---------- Exercise material
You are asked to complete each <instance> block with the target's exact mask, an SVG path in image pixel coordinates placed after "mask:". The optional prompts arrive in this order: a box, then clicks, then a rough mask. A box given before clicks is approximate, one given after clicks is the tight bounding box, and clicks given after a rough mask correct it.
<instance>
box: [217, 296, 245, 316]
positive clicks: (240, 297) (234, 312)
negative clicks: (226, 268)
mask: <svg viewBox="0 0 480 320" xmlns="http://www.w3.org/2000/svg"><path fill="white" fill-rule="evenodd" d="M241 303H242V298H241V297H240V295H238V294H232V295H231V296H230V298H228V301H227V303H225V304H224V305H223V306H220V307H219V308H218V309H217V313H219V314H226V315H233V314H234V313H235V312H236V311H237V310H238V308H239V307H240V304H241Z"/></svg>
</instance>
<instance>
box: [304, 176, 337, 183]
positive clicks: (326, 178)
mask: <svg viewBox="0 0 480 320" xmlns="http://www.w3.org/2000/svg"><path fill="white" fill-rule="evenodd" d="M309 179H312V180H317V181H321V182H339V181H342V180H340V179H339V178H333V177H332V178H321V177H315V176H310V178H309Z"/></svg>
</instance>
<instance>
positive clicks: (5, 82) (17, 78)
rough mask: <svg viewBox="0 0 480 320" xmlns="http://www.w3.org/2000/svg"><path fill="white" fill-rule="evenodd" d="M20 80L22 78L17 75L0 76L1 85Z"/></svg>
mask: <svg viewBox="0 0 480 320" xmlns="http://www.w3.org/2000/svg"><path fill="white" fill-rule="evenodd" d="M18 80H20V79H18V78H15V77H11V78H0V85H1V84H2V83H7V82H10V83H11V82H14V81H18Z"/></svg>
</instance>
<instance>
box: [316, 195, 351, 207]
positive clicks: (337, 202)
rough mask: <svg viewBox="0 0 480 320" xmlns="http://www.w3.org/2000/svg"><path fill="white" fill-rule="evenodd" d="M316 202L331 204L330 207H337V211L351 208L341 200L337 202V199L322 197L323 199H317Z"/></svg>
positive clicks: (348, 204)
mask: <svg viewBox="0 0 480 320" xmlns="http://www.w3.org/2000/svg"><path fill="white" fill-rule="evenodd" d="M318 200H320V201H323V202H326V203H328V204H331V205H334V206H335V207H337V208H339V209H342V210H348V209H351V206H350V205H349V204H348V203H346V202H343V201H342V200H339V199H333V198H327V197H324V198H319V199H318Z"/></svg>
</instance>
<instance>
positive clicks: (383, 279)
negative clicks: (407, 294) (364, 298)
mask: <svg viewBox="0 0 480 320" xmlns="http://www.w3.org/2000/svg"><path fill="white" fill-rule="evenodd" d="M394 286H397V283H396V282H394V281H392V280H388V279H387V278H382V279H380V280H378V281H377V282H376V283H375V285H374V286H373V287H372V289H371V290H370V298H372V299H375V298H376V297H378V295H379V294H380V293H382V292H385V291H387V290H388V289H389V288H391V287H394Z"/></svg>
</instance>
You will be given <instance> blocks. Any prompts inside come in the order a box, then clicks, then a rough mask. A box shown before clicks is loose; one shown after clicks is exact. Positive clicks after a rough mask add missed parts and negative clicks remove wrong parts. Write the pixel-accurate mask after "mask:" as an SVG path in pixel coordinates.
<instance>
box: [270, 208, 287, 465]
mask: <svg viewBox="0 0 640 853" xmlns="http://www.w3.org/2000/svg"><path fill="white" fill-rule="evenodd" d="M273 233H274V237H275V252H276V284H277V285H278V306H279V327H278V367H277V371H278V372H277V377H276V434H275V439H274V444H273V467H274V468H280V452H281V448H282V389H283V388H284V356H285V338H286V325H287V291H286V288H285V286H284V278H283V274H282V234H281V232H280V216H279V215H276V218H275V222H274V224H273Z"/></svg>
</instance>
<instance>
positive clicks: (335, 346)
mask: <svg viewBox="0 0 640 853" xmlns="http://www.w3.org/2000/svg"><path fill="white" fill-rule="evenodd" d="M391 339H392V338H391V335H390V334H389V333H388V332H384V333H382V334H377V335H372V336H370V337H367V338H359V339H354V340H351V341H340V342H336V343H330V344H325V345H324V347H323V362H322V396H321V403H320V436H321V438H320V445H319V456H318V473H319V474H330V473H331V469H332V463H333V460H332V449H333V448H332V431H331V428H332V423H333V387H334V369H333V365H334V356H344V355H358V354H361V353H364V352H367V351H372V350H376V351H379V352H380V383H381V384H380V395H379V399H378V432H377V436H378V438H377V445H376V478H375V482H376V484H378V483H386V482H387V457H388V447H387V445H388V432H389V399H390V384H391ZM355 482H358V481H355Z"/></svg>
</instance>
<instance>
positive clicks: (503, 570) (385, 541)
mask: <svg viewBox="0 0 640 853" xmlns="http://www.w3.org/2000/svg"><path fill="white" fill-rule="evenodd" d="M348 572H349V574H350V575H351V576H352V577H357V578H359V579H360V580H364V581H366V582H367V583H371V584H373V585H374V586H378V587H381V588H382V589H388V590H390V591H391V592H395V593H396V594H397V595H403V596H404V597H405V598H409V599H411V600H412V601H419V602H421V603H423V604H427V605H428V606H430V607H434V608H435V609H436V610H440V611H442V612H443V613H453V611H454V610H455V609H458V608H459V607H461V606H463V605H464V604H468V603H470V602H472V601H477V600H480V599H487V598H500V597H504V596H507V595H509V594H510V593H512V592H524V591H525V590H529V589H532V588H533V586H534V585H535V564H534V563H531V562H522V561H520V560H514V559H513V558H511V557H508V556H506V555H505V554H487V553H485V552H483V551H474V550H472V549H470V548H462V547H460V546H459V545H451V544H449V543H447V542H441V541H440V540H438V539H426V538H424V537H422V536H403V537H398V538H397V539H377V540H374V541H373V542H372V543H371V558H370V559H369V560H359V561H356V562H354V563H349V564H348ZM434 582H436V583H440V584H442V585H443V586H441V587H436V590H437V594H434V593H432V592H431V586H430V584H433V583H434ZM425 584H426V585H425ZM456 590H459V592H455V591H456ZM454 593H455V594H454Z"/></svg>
--------------------
# Request:
Reproduce verbatim every line from the first line above down to the line containing "box: [217, 296, 245, 316]", including both of those lines.

# Answer area:
You are asked to complete each <instance> block with the target's exact mask, an SVG path in image pixel coordinates placed after "mask:". The optional prompts arrive in this order: a box, then clicks, then a rough mask. A box given before clicks is approximate, one given after clicks is the tight bounding box, and clicks given after a rough mask correct it.
<instance>
box: [217, 296, 245, 316]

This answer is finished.